This event marks the culmination of nearly three years of monumental effort by the core development team, who have undertaken a complete architectural redesign and rewritten Kaspa’s core code from Golang to Rust, focusing on performance optimization across all possible fronts simultaneously. Thanks to this feat, Kaspa will become, by a wide margin, the fastest pure Proof-of-Work (PoW) coin in history, while maintaining the highest level of decentralization and transaction processing and confirmation speed in a permissionless, asynchronous system.
Moreover, this block generation speed, combined with linking blocks not in a chain but in a directed acyclic graph, creates a truly unique multi-leader consensus mechanism. This consensus has the potential to serve as the foundation for achieving the holy grails of crypto: a security budget, MEV (Miner Extractable Value) avoidance, and the implementation of reliable decentralized oracles.

Object detection data:
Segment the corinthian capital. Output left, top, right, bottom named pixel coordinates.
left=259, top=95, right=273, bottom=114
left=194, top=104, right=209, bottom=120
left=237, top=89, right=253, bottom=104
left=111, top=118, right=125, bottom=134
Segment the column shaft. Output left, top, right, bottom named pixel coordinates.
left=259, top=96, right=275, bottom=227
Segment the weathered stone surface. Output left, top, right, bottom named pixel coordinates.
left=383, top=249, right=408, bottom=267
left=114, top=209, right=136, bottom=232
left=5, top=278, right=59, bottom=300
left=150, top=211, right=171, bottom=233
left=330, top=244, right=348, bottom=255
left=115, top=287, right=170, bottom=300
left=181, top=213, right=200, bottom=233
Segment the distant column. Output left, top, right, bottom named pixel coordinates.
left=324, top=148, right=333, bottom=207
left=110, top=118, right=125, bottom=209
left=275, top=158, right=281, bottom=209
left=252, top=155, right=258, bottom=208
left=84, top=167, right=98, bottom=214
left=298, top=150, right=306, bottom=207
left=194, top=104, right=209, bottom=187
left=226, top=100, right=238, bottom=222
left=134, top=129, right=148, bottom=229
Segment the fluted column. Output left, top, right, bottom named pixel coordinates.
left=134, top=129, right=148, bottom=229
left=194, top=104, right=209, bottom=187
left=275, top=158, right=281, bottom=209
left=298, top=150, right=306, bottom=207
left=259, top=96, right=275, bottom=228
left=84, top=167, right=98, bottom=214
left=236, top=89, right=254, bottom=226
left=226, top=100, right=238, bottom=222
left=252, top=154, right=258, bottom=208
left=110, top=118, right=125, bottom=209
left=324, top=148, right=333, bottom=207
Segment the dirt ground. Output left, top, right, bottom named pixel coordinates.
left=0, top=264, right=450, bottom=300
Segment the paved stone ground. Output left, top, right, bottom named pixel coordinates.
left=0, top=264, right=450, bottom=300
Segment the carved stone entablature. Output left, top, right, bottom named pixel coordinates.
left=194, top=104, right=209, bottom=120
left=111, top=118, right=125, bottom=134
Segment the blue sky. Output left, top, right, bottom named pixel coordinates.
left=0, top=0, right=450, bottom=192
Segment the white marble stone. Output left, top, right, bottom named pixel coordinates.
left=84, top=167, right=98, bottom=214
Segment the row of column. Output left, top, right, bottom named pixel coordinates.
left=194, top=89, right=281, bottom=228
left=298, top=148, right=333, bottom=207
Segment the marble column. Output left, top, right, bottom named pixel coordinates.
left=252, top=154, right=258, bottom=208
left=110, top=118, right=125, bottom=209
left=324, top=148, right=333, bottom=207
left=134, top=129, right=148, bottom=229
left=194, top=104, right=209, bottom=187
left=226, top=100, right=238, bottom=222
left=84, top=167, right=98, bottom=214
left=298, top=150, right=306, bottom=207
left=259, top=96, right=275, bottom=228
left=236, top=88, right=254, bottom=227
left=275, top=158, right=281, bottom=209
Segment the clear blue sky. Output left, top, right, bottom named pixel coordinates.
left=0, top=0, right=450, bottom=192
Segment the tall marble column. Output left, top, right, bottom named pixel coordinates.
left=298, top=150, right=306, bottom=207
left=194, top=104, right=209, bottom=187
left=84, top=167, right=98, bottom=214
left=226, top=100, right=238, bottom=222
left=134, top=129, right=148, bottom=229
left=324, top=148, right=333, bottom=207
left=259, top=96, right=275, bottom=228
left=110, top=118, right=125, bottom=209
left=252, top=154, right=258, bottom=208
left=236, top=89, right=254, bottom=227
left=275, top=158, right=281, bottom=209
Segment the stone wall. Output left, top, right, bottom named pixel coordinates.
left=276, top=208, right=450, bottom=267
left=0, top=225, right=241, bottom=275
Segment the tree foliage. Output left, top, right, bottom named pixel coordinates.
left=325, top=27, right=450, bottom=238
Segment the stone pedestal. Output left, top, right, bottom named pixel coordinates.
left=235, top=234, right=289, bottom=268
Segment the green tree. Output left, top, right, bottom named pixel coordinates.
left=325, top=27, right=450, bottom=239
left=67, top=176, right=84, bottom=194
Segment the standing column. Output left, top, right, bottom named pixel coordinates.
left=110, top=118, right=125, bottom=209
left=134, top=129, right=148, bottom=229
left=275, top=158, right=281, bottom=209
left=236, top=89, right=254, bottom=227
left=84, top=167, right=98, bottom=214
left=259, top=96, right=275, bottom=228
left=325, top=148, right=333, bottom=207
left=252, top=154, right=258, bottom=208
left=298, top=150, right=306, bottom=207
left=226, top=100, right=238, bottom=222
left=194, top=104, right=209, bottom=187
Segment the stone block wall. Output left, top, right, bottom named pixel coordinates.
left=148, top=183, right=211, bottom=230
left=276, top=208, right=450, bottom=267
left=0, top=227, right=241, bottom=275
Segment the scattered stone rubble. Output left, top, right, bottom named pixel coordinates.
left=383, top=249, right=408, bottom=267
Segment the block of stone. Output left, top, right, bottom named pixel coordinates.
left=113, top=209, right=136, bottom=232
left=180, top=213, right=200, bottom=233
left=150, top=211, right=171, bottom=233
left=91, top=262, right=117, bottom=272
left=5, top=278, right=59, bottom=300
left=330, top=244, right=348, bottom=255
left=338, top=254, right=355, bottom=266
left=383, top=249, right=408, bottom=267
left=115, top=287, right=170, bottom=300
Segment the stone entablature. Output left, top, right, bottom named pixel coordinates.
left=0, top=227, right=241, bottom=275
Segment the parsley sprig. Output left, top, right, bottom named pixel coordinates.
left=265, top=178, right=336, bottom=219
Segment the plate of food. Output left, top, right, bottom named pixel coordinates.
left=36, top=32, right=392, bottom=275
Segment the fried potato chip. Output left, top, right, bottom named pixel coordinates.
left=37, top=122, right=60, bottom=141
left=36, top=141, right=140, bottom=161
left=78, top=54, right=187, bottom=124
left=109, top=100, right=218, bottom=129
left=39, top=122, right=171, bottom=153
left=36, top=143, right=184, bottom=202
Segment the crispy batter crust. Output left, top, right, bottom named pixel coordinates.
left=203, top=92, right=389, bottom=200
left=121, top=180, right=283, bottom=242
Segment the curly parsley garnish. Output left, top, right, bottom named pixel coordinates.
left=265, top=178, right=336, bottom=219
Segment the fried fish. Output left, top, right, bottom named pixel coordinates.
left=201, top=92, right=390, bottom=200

→ TASKS TO COMPLETE
a. Name every holy grail of crypto that the passage about Kaspa says its consensus could help achieve.
b. Reproduce the passage about Kaspa from "Moreover, this block" to "reliable decentralized oracles.", substituting "block DAG" for "directed acyclic graph".

→ ANSWERS PROVIDED
a.
- A security budget
- MEV (Miner Extractable Value) avoidance
- The implementation of reliable decentralized oracles

b.
Moreover, this block generation speed, combined with linking blocks not in a chain but in a block DAG, creates a truly unique multi-leader consensus mechanism. This consensus has the potential to serve as the foundation for achieving the holy grails of crypto: a security budget, MEV (Miner Extractable Value) avoidance, and the implementation of reliable decentralized oracles.